From the items that follow, write out verbatim every line from the one containing "the dog's front" through the one containing "x=500, y=227", both of those lines included.

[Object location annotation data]
## Begin
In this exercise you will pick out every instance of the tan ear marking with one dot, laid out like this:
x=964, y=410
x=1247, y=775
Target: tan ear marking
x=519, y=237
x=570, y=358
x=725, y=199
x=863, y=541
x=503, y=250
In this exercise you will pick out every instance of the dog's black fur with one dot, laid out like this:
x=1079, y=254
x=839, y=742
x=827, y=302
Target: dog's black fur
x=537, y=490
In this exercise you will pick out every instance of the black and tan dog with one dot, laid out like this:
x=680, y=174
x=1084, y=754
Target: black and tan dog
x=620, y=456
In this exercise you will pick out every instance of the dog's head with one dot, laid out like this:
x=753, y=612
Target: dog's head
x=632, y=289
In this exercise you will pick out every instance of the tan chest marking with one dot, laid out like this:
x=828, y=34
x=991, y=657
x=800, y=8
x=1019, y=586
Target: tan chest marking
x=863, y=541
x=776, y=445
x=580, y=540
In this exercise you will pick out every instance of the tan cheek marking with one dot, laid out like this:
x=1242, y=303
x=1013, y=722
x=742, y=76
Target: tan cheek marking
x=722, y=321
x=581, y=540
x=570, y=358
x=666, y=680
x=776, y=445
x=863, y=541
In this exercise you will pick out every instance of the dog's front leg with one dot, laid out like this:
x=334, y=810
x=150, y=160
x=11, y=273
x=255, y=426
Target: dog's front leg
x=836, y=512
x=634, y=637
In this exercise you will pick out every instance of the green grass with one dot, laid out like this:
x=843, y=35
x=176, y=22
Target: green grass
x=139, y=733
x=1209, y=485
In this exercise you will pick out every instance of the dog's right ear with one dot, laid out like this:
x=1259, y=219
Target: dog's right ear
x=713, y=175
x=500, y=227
## End
## Begin
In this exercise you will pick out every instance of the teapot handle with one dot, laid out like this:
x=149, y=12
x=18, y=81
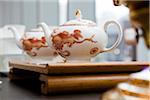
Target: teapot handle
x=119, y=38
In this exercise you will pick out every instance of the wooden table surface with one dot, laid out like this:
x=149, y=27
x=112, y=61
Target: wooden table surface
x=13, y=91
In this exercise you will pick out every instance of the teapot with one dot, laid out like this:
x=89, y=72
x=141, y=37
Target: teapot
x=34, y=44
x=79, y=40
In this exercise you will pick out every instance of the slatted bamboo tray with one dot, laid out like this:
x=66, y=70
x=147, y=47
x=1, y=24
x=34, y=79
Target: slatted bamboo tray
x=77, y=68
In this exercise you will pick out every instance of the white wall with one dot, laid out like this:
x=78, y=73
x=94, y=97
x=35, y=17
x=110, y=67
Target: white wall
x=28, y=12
## End
_Reply_
In this exercise you will pick out every instance of the dog's front leg with one dot, laid out like this:
x=334, y=810
x=150, y=160
x=11, y=273
x=255, y=426
Target: dog's front leg
x=836, y=512
x=634, y=637
In this exercise you will pick out every instance of the green grass with one dot, laid out like this:
x=843, y=35
x=176, y=22
Target: green grass
x=139, y=733
x=1209, y=485
In this exercise you will pick out every instance of the dog's right ear with one dot, laid out like this:
x=1259, y=219
Target: dog's right ear
x=713, y=175
x=500, y=227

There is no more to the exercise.